(Records of labeled points)

:::::

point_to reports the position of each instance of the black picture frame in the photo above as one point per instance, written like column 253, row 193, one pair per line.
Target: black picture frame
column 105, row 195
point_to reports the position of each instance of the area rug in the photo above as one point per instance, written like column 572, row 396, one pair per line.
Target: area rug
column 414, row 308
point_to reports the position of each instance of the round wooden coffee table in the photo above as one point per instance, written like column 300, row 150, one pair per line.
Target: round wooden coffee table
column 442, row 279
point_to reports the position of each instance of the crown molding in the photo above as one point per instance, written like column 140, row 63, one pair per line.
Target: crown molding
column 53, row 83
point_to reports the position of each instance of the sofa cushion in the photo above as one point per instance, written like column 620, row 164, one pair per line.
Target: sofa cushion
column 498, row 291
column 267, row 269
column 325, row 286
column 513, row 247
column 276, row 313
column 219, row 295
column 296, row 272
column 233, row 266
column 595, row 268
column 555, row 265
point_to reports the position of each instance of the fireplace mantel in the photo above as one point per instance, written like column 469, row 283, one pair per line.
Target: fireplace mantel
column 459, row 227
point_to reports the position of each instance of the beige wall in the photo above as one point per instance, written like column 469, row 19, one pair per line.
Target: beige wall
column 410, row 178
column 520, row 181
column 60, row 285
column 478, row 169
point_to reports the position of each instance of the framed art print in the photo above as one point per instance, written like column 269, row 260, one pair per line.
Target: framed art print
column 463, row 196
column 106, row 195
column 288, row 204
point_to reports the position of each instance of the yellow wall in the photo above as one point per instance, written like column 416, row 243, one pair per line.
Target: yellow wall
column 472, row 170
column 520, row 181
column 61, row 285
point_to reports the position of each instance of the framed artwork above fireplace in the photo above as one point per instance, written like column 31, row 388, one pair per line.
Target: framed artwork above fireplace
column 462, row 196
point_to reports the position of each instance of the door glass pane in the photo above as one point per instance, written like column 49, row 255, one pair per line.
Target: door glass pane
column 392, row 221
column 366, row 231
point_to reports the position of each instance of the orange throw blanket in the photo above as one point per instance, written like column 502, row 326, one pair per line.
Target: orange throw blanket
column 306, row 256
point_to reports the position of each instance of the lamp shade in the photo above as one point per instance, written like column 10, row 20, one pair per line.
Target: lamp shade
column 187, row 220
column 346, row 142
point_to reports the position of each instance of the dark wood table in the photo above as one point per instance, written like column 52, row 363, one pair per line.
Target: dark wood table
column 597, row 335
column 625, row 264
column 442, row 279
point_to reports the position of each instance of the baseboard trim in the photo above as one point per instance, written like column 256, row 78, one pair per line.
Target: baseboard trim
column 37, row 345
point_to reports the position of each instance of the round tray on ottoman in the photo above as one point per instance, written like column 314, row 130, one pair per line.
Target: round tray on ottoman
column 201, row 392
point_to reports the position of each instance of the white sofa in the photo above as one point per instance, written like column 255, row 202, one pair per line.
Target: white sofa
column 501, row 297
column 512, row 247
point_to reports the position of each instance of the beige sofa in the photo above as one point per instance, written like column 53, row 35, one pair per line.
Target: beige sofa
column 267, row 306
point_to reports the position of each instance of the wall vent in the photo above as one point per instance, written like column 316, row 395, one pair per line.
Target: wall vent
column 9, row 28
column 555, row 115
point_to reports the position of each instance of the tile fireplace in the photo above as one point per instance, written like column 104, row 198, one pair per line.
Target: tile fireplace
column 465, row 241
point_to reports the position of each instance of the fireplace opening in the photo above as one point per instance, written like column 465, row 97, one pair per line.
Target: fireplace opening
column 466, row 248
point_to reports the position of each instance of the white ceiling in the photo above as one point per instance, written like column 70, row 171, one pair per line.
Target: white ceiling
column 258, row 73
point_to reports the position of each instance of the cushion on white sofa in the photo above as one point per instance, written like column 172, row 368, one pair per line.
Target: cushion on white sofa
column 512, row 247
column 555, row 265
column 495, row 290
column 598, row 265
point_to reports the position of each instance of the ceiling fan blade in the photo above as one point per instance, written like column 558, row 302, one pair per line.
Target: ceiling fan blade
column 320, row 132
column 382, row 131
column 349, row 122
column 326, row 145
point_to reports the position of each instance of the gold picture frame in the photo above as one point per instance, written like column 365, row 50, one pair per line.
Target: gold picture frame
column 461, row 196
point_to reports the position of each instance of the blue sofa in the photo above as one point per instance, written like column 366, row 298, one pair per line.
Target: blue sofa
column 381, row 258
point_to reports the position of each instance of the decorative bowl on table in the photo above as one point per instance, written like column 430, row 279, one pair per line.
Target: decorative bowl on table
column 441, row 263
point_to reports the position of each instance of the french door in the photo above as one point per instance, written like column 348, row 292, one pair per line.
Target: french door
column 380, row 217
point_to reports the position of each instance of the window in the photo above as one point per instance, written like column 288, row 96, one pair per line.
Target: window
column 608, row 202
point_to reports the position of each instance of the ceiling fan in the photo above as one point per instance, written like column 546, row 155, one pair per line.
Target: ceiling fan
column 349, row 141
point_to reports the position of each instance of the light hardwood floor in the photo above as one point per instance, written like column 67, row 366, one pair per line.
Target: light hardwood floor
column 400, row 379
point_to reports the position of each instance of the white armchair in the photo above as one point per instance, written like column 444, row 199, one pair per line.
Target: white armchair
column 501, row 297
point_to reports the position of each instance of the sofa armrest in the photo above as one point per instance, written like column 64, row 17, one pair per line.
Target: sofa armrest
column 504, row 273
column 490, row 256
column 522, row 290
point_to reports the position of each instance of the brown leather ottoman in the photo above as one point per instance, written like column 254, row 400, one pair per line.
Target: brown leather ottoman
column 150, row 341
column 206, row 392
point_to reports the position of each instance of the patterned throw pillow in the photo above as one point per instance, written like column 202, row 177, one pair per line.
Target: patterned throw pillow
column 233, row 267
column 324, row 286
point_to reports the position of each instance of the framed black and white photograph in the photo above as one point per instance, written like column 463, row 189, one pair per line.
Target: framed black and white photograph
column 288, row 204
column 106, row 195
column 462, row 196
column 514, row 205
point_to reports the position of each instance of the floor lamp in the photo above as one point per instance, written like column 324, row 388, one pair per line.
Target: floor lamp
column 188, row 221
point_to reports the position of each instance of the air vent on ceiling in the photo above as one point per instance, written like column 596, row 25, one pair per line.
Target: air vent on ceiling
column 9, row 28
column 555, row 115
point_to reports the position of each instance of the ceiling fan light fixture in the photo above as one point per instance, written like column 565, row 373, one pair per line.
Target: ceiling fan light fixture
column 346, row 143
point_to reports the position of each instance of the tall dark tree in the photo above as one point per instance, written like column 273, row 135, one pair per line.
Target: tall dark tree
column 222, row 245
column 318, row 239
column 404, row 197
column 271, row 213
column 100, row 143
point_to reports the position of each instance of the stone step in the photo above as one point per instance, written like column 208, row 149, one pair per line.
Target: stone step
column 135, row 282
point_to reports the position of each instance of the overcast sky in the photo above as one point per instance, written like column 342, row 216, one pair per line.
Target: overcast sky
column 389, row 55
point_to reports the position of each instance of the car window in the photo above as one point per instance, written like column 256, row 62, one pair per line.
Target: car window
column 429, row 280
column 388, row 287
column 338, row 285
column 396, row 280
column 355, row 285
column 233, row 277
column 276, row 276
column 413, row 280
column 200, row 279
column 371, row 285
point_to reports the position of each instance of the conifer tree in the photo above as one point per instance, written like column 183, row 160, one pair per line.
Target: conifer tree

:::::

## Goal of the exercise:
Give every line of the records above as a numbered list, leaving out any blank lines.

## The completed task:
1. point_to reports the position of each instance of the black picture frame in the photo above as one point per instance, written like column 253, row 193, one pair per line.
2. Target: black picture frame
3. column 105, row 195
4. point_to reports the position of each instance of the area rug in the photo above as one point per instance, written like column 572, row 396, one pair per line.
5. Target: area rug
6. column 414, row 308
7. point_to reports the position of each instance of the round wooden coffee table in the photo above as one point per instance, written like column 300, row 150, one pair per line.
8. Target: round wooden coffee table
9. column 442, row 279
10. point_to reports the position of each instance of the crown molding in the photo above as one point per instance, written like column 140, row 63, one pair per line.
11. Target: crown molding
12. column 53, row 83
13. point_to reports the position of each instance of the sofa cushion in the photo above as one point per instance, written like column 620, row 164, one pair per line.
14. Target: sofa cushion
15. column 498, row 291
16. column 267, row 269
17. column 325, row 286
18. column 513, row 247
19. column 276, row 313
20. column 219, row 295
21. column 296, row 272
22. column 233, row 266
23. column 595, row 268
24. column 555, row 265
25. point_to reports the position of each instance of the fireplace mantel in the photo above as one point per instance, written like column 469, row 283, one pair per line.
26. Target: fireplace mantel
27. column 459, row 227
28. point_to reports the position of each instance of the beige wall in the photo above as one point per instance, written like column 469, row 19, one pair per line.
29. Target: beige wall
30. column 410, row 178
31. column 520, row 181
32. column 60, row 285
33. column 478, row 169
34. point_to reports the position of each instance of the framed art print in the photo above as one point per instance, written like column 269, row 260, one pair per line.
35. Target: framed art print
36. column 463, row 196
37. column 106, row 195
38. column 288, row 204
39. point_to reports the position of each instance of the yellow wall in the photo above as one point per instance, written like column 416, row 243, one pair per line.
40. Target: yellow wall
41. column 472, row 170
42. column 520, row 181
43. column 61, row 285
44. point_to reports the position of each instance of the framed artwork above fireplace in the photo above as one point per instance, written like column 31, row 388, one pair per line.
45. Target: framed artwork above fireplace
46. column 462, row 196
47. point_to reports the position of each instance of the door glass pane in the photo above as one point per instance, written like column 49, row 255, one pair per line.
48. Target: door glass pane
49. column 392, row 221
50. column 366, row 231
51. point_to reports the position of each instance of the orange throw blanket in the photo above as one point per instance, written like column 502, row 326, one pair per line.
52. Target: orange throw blanket
53. column 306, row 256
54. point_to reports the position of each instance of the lamp shade in the photo above as one point per instance, written like column 10, row 20, one pair per line.
55. Target: lamp shade
56. column 187, row 220
57. column 346, row 142
58. point_to reports the position of each instance of the dark wood table in the photo above as one point per instance, written like column 52, row 363, one pair per line.
59. Target: dark wood table
60. column 597, row 335
61. column 625, row 264
62. column 442, row 279
63. point_to reports the position of each instance of the baseboard trim in the photo above as one point per instance, written like column 256, row 78, one pair per line.
64. Target: baseboard trim
65. column 37, row 345
66. point_to reports the position of each instance of the round tray on ottoman in the photo above as one point per instance, written like column 314, row 130, one pair per line.
67. Target: round tray on ottoman
68. column 201, row 392
69. point_to reports the position of each instance of the white sofa in the photo above as one point per instance, written like column 255, row 202, one pair per line.
70. Target: white sofa
71. column 501, row 297
72. column 512, row 247
73. point_to reports the position of each instance of the beige sofa in the photo above as one point per instance, written like column 53, row 35, one pair per line.
74. Target: beige sofa
75. column 267, row 306
76. point_to reports the position of each instance of the wall vent in the photo above as one point per instance, written like column 316, row 395, one pair per line.
77. Target: wall vent
78. column 9, row 28
79. column 555, row 115
80. point_to reports the position of each instance of the tile fireplace in the photo above as one point per instance, written like column 104, row 198, one pair per line.
81. Target: tile fireplace
82. column 465, row 241
83. point_to reports the position of each instance of the fireplace opening in the photo above as one point per instance, written like column 465, row 97, one pair per line.
84. Target: fireplace opening
85. column 466, row 248
86. point_to reports the position of each instance of the white ceiling in the photo above as one point per instance, written like column 70, row 171, one pair per line.
87. Target: white ceiling
88. column 258, row 73
89. point_to reports the position of each instance of the cushion on white sofa in the photo above as one point per instance, written like column 172, row 368, one pair per line.
90. Target: cushion on white sofa
91. column 512, row 247
92. column 555, row 265
93. column 495, row 290
94. column 598, row 265
95. point_to reports the position of each instance of the ceiling fan blade in the photo above as one point per instance, written like column 558, row 302, one pair per line.
96. Target: ceiling fan blade
97. column 320, row 132
98. column 382, row 131
99. column 349, row 122
100. column 326, row 145
101. point_to reports the position of each instance of the gold picture frame in the photo above as one point per instance, written like column 365, row 50, one pair per line.
102. Target: gold picture frame
103. column 461, row 196
104. point_to reports the position of each instance of the blue sofa in the photo above as one point per instance, written like column 366, row 298, one pair per line.
105. Target: blue sofa
106. column 381, row 258
107. point_to reports the position of each instance of the decorative bowl on table in the photo above as one point per instance, written like column 430, row 279, one pair per line.
108. Target: decorative bowl on table
109. column 441, row 263
110. point_to reports the position of each instance of the french door in the photo above as one point per instance, written like column 348, row 292, one pair per line.
111. Target: french door
112. column 380, row 217
113. point_to reports the position of each instance of the window in the photo above as one point per instance, written like column 288, row 96, one pair per line.
114. Target: window
115. column 608, row 202
116. point_to reports the position of each instance of the ceiling fan in the photo above as one point per instance, written like column 546, row 155, one pair per line.
117. Target: ceiling fan
118. column 349, row 141
119. point_to reports the position of each instance of the light hardwood floor in the photo above as one point per instance, written like column 67, row 366, one pair per line.
120. Target: light hardwood floor
121. column 400, row 379
122. point_to reports the position of each instance of the white armchair in the photo above as one point per instance, written like column 444, row 199, one pair per line.
123. Target: white armchair
124. column 501, row 297
125. point_to reports the position of each instance of the sofa armrest in the photo above as one point per instance, written like column 64, row 17, one pair per line.
126. Target: sofa armrest
127. column 504, row 273
128. column 490, row 256
129. column 522, row 290
130. point_to reports the position of each instance of the brown leather ottoman in the photo above as one point per instance, written like column 254, row 400, one pair per line.
131. Target: brown leather ottoman
132. column 150, row 341
133. column 206, row 392
134. point_to reports the position of each instance of the patterned throw pillow in the photo above as one point per instance, written like column 202, row 177, one pair per line.
135. Target: patterned throw pillow
136. column 233, row 267
137. column 324, row 286
138. point_to reports the position of each instance of the framed black and white photograph in the photo above as one point per instance, written like column 463, row 189, one pair per line.
139. Target: framed black and white photograph
140. column 288, row 204
141. column 106, row 195
142. column 462, row 196
143. column 514, row 205
144. point_to reports the position of each instance of the floor lamp in the photo above as one point per instance, written like column 324, row 388, one pair per line.
145. Target: floor lamp
146. column 188, row 221
147. point_to reports the position of each instance of the air vent on ceiling in the photo above as one point per instance, written like column 596, row 25, one pair per line.
148. Target: air vent on ceiling
149. column 9, row 28
150. column 555, row 115
151. point_to reports the position of each instance of the ceiling fan light fixture in the photo above as one point per instance, written like column 565, row 373, one pair per line.
152. Target: ceiling fan light fixture
153. column 346, row 143
154. point_to reports the position of each instance of the tall dark tree in the photo above as one point per instance, written like column 273, row 135, one pair per line.
155. Target: tall dark tree
156. column 222, row 245
157. column 318, row 239
158. column 404, row 197
159. column 271, row 213
160. column 100, row 143
161. point_to reports the position of each instance of the stone step in the photo above as one point per instance, written like column 208, row 149, one pair per line.
162. Target: stone step
163. column 135, row 282
164. point_to reports the position of each instance of the overcast sky in the photo above as one point per instance, written like column 342, row 216, one pair per line.
165. Target: overcast sky
166. column 389, row 55
167. point_to reports the position of each instance of the car window in the photo above as one point per instance, written like column 256, row 62, one pair per line.
168. Target: car window
169. column 429, row 280
170. column 388, row 287
171. column 338, row 285
172. column 396, row 280
173. column 355, row 285
174. column 233, row 277
175. column 276, row 276
176. column 413, row 280
177. column 200, row 279
178. column 371, row 285
179. point_to reports the position of each instance of the conifer tree in the photo above as one point per instance, written like column 183, row 160, one pair per line.
180. Target: conifer tree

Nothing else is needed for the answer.